Task to carry out: Copy the rows from the line with "Could you point out the black flip" through the end of the rows, swapping "flip flop" for "sandal" and leaving everything else unchanged.

Provided entries:

***

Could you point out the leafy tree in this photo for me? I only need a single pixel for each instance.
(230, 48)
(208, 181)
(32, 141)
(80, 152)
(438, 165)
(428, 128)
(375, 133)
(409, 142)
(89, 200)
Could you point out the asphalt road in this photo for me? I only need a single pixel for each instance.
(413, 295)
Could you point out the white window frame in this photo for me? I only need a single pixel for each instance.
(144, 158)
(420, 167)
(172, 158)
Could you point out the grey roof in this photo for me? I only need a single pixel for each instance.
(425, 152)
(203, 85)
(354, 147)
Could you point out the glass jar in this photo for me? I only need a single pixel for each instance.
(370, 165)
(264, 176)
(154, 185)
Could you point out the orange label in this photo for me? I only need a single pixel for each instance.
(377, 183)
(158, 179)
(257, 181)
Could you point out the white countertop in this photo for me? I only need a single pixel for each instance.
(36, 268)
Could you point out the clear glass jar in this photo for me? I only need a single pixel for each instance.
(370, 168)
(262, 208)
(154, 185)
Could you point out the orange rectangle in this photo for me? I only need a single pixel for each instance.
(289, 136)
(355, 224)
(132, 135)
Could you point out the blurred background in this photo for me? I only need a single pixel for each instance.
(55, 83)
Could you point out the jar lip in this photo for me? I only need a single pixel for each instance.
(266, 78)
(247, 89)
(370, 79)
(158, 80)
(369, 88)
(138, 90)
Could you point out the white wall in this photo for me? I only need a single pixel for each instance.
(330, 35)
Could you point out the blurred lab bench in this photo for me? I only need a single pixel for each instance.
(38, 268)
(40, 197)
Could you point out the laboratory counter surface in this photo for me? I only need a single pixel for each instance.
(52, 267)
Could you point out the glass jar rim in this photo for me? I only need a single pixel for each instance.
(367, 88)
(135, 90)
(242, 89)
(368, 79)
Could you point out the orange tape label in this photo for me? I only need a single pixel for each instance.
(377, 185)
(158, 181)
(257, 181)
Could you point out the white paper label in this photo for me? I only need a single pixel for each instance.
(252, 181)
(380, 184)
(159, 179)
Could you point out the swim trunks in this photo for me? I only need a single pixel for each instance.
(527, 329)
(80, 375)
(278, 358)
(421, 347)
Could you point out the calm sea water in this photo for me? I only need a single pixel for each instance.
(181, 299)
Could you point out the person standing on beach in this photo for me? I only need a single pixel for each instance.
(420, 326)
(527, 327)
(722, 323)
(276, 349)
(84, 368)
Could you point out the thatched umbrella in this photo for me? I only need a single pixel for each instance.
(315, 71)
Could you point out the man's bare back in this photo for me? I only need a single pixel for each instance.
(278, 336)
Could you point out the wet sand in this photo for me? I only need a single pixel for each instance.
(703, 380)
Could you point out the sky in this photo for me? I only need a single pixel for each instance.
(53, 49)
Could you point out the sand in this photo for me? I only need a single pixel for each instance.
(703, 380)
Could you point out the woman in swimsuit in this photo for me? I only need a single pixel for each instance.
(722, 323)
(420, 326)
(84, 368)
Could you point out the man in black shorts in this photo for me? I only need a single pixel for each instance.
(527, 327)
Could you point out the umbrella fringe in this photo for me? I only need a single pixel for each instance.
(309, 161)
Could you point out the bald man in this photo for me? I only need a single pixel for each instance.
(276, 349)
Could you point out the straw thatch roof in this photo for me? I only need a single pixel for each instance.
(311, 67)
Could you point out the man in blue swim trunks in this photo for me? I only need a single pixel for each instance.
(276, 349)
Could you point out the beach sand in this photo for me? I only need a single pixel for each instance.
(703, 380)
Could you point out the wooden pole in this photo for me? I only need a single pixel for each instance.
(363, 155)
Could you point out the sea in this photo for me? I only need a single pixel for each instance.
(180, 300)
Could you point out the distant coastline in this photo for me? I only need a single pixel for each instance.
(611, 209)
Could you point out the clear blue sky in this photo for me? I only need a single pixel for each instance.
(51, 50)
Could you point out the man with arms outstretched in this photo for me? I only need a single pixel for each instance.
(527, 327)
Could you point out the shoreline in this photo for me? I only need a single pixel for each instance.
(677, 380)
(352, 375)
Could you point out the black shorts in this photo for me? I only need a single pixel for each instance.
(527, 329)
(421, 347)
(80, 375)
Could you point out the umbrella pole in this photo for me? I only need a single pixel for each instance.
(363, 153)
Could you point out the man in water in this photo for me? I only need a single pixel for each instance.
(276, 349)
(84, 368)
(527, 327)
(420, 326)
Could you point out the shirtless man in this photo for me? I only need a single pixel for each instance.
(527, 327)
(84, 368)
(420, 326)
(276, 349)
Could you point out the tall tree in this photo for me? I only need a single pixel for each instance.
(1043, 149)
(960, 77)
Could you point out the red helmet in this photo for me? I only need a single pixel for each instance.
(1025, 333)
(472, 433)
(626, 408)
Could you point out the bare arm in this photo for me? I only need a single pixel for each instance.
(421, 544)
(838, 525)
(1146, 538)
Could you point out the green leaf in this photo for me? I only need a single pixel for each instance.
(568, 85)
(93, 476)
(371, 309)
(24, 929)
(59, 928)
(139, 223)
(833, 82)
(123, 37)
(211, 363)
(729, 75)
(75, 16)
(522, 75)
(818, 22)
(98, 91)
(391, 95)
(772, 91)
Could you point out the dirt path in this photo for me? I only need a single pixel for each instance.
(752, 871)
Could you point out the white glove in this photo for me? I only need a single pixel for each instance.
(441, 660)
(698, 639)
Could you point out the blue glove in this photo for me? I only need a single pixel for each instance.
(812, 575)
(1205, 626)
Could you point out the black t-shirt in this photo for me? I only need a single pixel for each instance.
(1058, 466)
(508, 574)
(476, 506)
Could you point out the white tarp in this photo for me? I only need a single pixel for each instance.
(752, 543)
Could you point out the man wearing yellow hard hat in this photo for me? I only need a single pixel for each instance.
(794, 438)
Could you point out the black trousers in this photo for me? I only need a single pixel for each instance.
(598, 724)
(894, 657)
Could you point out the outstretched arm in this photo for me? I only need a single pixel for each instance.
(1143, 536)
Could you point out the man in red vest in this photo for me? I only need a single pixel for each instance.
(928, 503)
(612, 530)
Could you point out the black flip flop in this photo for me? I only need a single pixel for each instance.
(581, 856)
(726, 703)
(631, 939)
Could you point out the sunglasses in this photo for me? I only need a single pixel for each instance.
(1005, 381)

***

Full response:
Could you point out the black sandal in this photo for me? I only need a single pixel for each instance.
(581, 856)
(726, 703)
(631, 939)
Could you point out the sunglasses in this photo for me? I only need a single pixel for each instance.
(1005, 381)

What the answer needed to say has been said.